- Instructions for the task -
Could you return, unchanged, everything from the start of the data down to the line containing "66, 61, 166, 145", including that line?
╭─ Records for this exercise
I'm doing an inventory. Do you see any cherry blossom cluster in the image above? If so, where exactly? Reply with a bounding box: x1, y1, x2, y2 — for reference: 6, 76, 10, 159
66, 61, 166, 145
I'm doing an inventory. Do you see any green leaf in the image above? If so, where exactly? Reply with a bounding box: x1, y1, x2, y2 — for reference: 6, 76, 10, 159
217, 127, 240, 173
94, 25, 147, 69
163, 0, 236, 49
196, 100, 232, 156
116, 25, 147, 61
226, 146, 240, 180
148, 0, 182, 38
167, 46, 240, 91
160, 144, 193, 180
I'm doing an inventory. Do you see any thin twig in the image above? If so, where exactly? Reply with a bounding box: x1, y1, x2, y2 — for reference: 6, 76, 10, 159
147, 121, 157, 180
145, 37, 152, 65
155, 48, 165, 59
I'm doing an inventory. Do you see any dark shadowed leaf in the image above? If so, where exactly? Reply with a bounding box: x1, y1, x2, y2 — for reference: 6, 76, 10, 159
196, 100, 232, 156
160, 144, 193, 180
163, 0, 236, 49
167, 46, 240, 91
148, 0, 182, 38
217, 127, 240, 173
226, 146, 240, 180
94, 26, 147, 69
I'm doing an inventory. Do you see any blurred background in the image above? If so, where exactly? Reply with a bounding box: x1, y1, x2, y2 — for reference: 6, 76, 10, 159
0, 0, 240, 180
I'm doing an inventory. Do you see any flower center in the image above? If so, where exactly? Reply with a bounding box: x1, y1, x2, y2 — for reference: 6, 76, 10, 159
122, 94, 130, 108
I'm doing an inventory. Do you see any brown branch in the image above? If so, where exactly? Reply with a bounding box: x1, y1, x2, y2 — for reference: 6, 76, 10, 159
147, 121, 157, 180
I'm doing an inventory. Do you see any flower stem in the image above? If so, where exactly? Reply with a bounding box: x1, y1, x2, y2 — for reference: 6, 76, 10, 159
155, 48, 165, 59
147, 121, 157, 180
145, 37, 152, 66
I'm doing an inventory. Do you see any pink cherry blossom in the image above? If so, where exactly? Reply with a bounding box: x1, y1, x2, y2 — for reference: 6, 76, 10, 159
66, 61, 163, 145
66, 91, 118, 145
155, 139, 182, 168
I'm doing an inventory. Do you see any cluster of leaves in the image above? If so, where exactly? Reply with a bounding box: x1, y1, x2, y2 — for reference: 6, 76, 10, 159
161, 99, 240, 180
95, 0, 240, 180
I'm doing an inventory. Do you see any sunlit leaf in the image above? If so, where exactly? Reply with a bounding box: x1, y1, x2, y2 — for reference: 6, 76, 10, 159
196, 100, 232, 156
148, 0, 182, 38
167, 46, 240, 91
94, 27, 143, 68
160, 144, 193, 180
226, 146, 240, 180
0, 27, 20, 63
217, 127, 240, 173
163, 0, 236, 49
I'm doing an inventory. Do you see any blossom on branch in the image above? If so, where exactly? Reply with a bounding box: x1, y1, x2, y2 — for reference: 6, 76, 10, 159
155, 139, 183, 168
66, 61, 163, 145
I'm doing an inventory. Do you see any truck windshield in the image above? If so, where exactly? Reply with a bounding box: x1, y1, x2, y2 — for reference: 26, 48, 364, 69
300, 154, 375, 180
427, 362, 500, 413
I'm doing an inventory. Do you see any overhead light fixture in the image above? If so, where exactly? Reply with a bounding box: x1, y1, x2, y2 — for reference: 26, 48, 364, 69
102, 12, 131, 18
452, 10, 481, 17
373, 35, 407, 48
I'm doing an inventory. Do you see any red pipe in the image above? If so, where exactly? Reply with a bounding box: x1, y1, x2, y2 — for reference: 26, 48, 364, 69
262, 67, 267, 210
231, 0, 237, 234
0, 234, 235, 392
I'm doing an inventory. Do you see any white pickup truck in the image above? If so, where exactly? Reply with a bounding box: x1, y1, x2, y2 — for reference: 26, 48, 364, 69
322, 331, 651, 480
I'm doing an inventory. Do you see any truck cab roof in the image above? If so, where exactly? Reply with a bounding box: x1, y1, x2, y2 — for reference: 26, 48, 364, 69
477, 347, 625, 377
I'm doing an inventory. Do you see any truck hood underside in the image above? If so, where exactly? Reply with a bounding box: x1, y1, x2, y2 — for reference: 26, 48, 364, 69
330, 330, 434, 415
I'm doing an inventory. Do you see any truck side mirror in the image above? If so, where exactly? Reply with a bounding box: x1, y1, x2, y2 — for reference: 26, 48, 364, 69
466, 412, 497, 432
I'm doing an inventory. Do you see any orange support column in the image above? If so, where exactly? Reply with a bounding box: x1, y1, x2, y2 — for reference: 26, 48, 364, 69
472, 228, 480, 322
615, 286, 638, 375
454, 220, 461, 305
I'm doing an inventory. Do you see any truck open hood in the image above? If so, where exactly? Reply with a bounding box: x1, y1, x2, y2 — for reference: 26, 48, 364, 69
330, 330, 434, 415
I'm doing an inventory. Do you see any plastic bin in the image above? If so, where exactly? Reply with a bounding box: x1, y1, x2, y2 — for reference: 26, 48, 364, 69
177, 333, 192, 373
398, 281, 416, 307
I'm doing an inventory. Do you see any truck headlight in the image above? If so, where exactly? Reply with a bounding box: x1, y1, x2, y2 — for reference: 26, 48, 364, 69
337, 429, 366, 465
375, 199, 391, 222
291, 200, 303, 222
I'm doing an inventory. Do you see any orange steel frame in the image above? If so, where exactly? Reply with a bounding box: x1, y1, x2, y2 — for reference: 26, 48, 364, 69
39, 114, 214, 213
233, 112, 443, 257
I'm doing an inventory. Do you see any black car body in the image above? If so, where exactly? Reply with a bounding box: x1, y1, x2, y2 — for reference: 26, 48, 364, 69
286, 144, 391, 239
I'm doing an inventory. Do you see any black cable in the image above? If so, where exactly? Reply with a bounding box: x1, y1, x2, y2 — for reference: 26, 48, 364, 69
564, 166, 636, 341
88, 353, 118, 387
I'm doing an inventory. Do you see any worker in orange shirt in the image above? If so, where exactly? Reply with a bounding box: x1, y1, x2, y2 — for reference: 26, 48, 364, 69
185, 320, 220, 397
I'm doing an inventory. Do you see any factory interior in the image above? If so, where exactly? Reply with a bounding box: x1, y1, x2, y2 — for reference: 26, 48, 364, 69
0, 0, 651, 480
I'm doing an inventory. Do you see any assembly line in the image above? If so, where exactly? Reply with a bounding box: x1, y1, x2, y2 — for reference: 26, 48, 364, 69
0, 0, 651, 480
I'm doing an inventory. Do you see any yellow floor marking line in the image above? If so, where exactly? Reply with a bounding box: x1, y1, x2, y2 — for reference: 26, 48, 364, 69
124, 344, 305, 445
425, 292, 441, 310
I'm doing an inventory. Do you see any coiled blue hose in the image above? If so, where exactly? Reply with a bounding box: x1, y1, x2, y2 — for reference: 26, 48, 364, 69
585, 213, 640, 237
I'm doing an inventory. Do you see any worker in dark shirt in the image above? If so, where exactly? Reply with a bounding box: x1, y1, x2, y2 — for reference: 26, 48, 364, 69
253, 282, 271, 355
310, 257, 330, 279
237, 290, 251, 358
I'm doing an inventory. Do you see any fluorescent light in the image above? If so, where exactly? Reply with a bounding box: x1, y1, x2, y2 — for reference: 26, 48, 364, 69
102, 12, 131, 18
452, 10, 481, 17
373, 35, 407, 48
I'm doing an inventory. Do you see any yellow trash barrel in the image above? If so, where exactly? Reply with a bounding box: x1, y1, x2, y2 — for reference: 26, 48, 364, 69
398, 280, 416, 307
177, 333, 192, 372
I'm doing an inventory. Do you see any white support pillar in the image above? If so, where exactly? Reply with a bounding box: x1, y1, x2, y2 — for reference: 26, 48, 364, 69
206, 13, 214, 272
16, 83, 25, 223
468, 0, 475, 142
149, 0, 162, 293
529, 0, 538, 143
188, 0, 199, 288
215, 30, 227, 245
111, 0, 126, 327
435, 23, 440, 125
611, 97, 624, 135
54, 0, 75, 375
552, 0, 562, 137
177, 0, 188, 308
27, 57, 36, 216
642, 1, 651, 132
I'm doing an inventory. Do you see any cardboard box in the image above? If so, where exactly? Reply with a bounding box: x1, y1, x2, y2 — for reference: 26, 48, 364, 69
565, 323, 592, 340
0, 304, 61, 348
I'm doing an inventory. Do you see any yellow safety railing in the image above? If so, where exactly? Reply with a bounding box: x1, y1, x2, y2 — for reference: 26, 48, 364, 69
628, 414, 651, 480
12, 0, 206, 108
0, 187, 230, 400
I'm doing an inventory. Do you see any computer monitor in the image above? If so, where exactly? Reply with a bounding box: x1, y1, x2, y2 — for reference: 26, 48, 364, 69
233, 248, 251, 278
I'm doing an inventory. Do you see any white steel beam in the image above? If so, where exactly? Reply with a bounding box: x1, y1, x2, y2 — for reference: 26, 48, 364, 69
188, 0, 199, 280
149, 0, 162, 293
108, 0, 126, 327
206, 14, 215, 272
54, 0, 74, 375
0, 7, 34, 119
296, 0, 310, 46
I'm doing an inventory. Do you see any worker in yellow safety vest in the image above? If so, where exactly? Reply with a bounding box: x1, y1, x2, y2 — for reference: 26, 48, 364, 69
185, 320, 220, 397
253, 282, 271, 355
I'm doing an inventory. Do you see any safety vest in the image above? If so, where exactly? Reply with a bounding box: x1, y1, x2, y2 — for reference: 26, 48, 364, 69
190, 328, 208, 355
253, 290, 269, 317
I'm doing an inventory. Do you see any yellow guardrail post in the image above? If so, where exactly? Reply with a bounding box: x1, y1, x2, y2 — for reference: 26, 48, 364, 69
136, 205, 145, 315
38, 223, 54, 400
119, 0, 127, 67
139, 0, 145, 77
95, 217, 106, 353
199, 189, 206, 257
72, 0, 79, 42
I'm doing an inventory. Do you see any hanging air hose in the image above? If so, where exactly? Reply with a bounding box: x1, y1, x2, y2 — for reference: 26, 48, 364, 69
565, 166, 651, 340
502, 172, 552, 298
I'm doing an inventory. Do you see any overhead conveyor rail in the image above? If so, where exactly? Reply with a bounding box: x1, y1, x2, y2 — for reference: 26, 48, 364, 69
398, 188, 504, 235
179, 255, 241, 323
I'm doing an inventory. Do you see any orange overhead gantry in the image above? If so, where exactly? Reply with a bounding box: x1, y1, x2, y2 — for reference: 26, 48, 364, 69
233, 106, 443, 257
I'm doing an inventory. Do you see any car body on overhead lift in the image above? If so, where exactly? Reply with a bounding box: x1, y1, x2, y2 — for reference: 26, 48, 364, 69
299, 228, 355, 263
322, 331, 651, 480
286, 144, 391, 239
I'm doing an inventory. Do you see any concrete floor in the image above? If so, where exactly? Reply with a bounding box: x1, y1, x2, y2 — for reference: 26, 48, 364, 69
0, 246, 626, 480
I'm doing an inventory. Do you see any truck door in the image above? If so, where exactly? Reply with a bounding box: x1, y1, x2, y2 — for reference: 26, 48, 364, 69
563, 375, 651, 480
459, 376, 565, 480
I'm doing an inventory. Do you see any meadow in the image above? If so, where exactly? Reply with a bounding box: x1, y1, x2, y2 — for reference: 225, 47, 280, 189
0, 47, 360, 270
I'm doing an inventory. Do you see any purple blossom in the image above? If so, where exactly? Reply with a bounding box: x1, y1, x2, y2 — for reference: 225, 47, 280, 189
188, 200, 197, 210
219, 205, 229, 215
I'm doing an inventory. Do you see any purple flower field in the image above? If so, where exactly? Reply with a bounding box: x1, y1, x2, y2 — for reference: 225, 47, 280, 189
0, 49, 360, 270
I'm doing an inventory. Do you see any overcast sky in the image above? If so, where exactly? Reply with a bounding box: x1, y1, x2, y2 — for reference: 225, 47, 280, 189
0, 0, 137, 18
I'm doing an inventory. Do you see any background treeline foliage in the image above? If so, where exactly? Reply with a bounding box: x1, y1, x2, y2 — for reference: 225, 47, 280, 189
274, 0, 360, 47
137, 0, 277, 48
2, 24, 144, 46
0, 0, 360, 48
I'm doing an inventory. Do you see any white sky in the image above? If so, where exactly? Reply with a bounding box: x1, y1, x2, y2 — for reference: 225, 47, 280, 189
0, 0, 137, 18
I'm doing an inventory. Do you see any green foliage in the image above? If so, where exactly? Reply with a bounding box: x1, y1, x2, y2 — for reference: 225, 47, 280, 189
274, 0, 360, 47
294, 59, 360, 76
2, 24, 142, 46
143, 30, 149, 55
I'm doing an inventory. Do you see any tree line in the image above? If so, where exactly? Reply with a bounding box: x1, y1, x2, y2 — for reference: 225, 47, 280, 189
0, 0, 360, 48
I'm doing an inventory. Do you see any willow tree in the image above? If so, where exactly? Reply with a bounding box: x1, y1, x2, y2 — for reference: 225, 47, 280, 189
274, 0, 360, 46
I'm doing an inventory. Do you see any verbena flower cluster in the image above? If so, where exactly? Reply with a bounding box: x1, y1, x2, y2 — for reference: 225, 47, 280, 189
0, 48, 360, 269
╰─
- Solution to the exercise -
I'm doing an inventory. Do you see any cherry blossom cluster in the image above? If so, where exactly? Reply with a bounding box: x1, y1, x2, y2 — for reference: 6, 76, 10, 159
66, 61, 166, 145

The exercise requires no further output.